(Extracted data records)
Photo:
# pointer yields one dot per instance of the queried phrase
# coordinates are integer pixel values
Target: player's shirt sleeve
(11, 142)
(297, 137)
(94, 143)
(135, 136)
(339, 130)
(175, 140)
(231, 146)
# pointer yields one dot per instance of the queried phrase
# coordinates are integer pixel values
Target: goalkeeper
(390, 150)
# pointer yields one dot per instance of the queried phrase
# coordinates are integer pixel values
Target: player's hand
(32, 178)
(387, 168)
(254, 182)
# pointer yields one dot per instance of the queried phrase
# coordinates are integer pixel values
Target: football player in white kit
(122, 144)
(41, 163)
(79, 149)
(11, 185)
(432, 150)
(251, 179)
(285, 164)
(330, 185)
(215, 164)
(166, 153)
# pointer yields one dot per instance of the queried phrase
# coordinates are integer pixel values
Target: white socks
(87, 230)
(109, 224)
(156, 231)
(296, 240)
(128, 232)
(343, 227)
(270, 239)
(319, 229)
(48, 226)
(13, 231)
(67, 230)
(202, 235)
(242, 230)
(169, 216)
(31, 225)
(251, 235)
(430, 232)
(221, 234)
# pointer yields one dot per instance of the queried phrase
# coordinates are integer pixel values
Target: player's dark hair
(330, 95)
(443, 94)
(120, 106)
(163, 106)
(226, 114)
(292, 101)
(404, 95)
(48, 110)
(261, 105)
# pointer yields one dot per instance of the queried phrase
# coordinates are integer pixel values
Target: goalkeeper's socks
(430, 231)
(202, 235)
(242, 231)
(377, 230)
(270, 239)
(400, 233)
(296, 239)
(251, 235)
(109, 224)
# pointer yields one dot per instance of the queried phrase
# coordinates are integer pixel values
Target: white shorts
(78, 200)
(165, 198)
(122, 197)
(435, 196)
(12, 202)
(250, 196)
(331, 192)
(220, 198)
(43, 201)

→ **THE PROBLEM**
Show every line of the records above that contains the string "goalkeeper", matching case exactly.

→ **TASK RESULT**
Target: goalkeeper
Target: goalkeeper's socks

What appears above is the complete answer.